### Do this
Convert every line of the records below into a numbered list, skipping any blank lines. Leave the pictures out of the answer.

-- BEGIN Dataset excerpts --

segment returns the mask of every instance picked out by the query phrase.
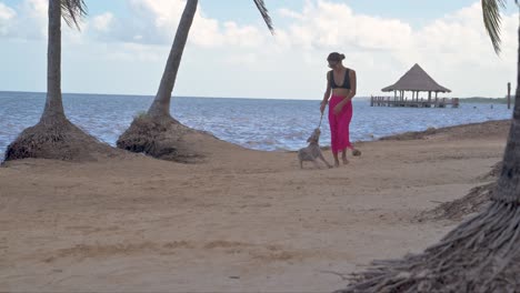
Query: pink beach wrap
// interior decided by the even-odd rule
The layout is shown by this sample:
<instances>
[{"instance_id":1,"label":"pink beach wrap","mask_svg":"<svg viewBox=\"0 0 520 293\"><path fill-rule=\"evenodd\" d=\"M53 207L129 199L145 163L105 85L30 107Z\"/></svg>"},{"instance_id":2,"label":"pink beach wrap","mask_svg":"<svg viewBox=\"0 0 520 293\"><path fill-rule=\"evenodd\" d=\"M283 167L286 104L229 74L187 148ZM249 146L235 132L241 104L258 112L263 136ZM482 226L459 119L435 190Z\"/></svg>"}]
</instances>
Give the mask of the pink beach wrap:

-- END Dataset excerpts --

### Task response
1. segment returns the mask of every instance picked out by the query phrase.
2. Query: pink beach wrap
3. // interior decided by the even-odd rule
4. The layout is shown by this sample:
5. <instances>
6. [{"instance_id":1,"label":"pink beach wrap","mask_svg":"<svg viewBox=\"0 0 520 293\"><path fill-rule=\"evenodd\" d=\"M53 207L129 199L145 163L105 85L30 107Z\"/></svg>"},{"instance_id":2,"label":"pink beach wrap","mask_svg":"<svg viewBox=\"0 0 520 293\"><path fill-rule=\"evenodd\" d=\"M283 167L286 104L229 74L187 148ZM249 146L235 132L241 104L258 112L263 136ZM482 226L459 119L435 190Z\"/></svg>"}]
7. </instances>
8. Give the mask of the pink beach wrap:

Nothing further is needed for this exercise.